◆ TRECHO APRESENTADO:
Entenda por que quem mata embriagado no trânsito não fica preso
Por Marcia Pontes, colunista do Notícias Vale do Itajaí:
Duas pessoas morrem em uma mesma colisão na BR-470. Um vídeo gravado por um motorista que dirigia atrás do veículo do acusado mostra claramente que o condutor vinha fazendo zigue zague e o momento incontestável em que ele perdeu o controle do veículo, foi para a contramão e bateu de frente com uma motocicleta em que estavam as vítimas. Testemunhas gravaram um vídeo mostrando que o condutor estava com o estado psicomotor alterado, os policiais rodoviários federais constataram isso por meio da combinação de 18 sinais característicos de embriaguez, lavraram o auto correspondente e deram voz de prisão em flagrante. O acusado seguiu direto do local do acidente para a delegacia, só que em menos de 24 horas já estava saindo pela porta da frente enquanto os familiares dos mortos faziam os procedimentos funerários. Muita gente (mais uma vez) não entendeu nada e botou a culpa no juiz. Para explicar o por que desse resultado, vamos esclarecer de forma bem didática as principais dúvidas dos leitores em forma de perguntas e respostas.
Leitor: Porque, apesar de todas as provas (inclusive de vídeo) e do flagrante, o motorista que matou duas pessoas foi solto?
Márcia Pontes: Porque no Brasil a prisão não é a regra, é uma exceção para casos específicos de crimes dolosos (com a intenção ou assumindo o risco de matar) e para crimes hediondos. Homicídio culposo de trânsito (sem intenção de matar) não entra nessa exceção. As leis brasileiras também não preveem prisão preventiva para crimes culposos (só para os crimes com intenção de matar) e o juiz é obrigado a seguir o que diz a lei e a conceder a liberdade provisória para que o acusado responda ao processo em liberdade até a data do julgamento
Leitor: Por que o motorista que invadiu uma creche em Chapecó não matou ninguém e está preso?
Márcia Pontes: Por que ele não foi indiciado pela Lei 13.546/17, mas sim pelo Código Penal pela acusação de dupla tentativa de homicídio por dolo eventual em função das circunstâncias analisadas no caso. O entendimento foi de que esse motorista assumiu o risco de matar e o fato de as vítimas serem crianças criou situações específicas.
Leitor: Ao beber e dirigir o motorista já não está assumindo o risco de matar?

◆ ENUNCIADO DA TAREFA: Continue a coluna acima, sobre por que quem mata embriagado no trânsito não fica preso, a partir do ponto em que ela termina. Os dados abaixo vêm de uma fonte diferente.

◆ LINHAS:
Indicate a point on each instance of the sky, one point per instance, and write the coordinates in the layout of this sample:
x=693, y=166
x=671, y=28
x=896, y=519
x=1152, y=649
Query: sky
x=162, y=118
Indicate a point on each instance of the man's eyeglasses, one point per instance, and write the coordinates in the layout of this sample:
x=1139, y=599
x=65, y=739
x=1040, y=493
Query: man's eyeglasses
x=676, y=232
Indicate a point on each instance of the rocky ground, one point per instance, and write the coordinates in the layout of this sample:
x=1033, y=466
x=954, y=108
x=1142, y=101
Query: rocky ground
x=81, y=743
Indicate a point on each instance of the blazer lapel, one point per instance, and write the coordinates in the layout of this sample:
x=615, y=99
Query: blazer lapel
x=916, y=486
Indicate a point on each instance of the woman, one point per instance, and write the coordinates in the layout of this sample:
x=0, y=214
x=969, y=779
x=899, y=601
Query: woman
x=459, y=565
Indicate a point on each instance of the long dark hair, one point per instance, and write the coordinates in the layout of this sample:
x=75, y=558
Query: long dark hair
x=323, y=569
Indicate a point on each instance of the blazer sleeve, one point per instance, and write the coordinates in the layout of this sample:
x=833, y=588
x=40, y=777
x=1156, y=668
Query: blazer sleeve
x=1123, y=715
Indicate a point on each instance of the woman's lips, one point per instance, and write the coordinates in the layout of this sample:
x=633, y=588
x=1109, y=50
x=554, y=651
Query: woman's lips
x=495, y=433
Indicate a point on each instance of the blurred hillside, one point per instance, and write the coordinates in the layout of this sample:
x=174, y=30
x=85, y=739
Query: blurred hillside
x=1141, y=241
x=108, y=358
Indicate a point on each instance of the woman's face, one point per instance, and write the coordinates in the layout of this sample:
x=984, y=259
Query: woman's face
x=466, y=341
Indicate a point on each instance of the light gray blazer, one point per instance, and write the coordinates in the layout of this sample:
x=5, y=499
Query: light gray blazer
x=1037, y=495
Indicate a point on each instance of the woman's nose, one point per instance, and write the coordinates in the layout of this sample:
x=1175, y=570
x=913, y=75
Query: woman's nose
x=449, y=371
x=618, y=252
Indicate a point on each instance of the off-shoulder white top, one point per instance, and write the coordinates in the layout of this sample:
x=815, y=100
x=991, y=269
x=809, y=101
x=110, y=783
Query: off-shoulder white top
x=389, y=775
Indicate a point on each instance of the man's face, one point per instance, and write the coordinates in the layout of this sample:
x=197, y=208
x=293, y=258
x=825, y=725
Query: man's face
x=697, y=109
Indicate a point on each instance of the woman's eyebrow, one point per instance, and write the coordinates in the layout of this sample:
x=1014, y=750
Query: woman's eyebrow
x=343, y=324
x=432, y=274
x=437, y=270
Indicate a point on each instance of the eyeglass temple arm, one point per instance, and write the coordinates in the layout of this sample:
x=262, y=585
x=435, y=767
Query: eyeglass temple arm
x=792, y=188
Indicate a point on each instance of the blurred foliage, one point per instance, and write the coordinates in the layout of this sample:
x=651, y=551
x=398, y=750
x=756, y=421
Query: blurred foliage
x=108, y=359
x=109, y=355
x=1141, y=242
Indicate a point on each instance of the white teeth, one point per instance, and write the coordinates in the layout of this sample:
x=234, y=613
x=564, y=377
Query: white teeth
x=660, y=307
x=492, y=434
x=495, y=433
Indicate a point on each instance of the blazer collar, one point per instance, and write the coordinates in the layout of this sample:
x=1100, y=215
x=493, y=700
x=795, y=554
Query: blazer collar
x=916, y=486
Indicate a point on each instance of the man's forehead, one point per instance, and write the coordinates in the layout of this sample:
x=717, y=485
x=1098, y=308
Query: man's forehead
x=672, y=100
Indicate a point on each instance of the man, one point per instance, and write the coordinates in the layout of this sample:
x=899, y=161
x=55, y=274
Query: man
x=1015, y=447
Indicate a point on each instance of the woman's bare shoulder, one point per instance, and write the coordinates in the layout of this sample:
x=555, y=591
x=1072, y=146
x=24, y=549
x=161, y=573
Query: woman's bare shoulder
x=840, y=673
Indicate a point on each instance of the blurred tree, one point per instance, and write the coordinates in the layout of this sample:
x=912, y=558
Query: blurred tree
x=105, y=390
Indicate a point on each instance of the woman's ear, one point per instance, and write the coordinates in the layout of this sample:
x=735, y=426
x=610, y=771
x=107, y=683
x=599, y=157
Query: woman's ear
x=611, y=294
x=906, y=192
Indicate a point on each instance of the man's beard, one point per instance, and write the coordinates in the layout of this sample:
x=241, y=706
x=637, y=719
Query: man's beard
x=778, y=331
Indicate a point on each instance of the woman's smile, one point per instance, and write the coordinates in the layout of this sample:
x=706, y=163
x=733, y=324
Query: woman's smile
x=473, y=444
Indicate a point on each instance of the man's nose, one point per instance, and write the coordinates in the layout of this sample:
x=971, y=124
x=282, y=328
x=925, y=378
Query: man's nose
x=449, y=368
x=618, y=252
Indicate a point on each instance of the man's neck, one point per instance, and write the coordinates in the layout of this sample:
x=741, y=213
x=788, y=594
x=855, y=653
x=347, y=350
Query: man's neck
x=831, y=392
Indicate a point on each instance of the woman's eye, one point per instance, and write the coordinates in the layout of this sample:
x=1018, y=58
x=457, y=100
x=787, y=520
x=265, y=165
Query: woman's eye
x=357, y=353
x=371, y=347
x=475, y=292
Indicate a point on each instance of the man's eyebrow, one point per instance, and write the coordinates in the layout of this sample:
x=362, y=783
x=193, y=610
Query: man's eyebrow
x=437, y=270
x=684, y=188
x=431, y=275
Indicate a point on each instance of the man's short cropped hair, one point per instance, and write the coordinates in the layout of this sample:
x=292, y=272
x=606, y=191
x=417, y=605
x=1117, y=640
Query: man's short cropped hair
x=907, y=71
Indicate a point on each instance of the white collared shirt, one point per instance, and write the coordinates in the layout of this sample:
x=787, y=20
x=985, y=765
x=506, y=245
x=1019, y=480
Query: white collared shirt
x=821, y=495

◆ RESPOSTA AO EXERCÍCIO:
Márcia Pontes: uma das coisas mais difíceis de se provar com toda certeza dentro do processo penal é se uma pessoa agiu com dolo (vontade de matar), dolo eventual (assumiu o risco de matar) ou com culpa (sem a intenção de matar). O que vai diferenciar entre um e outro é a vontade do motorista no momento em que dirigia embriagado ou sob o efeito de drogas. No homicídio doloso o motorista prevê e quer o resultado morte: ele se embriaga determinado a ter coragem para pegar o carro e matar especificamente aquela pessoa ou o primeiro que aparecer pela frente. O objetivo é a morte de alguém. Como provar isso a não ser pela confissão do próprio motorista?
No dolo eventual o motorista bebe, dirige, ele até prevê que pode matar alguém embora não queira, mas assume esse risco. No homicídio culposo, aquele sem intenção de matar, existe ainda duas espécies de culpa: a culpa consciente, quando o motorista até prevê que pode matar alguém, mas ele não quer matar, não assume o risco de matar e pensa que pode evitar porque dirige bem, tem muitos anos de carteira, etc… Na culpa inconsciente o motorista não prevê que pode matar alguém embora o resultado fosse previsível, ele não quer matar e não aceita que poderá matar alguém dirigindo embriagado. É o popular “não vai dar nada”.
Leitor: Mas, o vídeo e as testemunhas e o próprio flagrante não valem de nada?
Márcia Pontes: Valem sim, e inclusive serão anexados ao processo como provas que vão servir para incriminar o acusado. O detalhe é que no nosso país ninguém pode ser considerado culpado até que o juiz profira isso em sentença em julgamento ao final do processo. Por mais que haja provas como essas que foram apresentadas contra ele, a lei dá ao motorista acusado o direito a responder ao processo em liberdade, o direito à ampla defesa, ao contraditório, à produzir de provas a seu favor e a todos os recursos previstos em lei. A prisão em flagrante não é uma forma de punir antecipadamente o acusado: é para garantir que ele não conseguisse fugir do local, não se escondesse, fosse identificado e fornecesse todas as informações de que a polícia precisa para dar início ao processo que vai apurar o crime.
Leitor: Mas, não saiu uma lei que aumentou a pena de 5 a 8 anos de reclusão para quem dirige embriagado e comete homicídio no trânsito?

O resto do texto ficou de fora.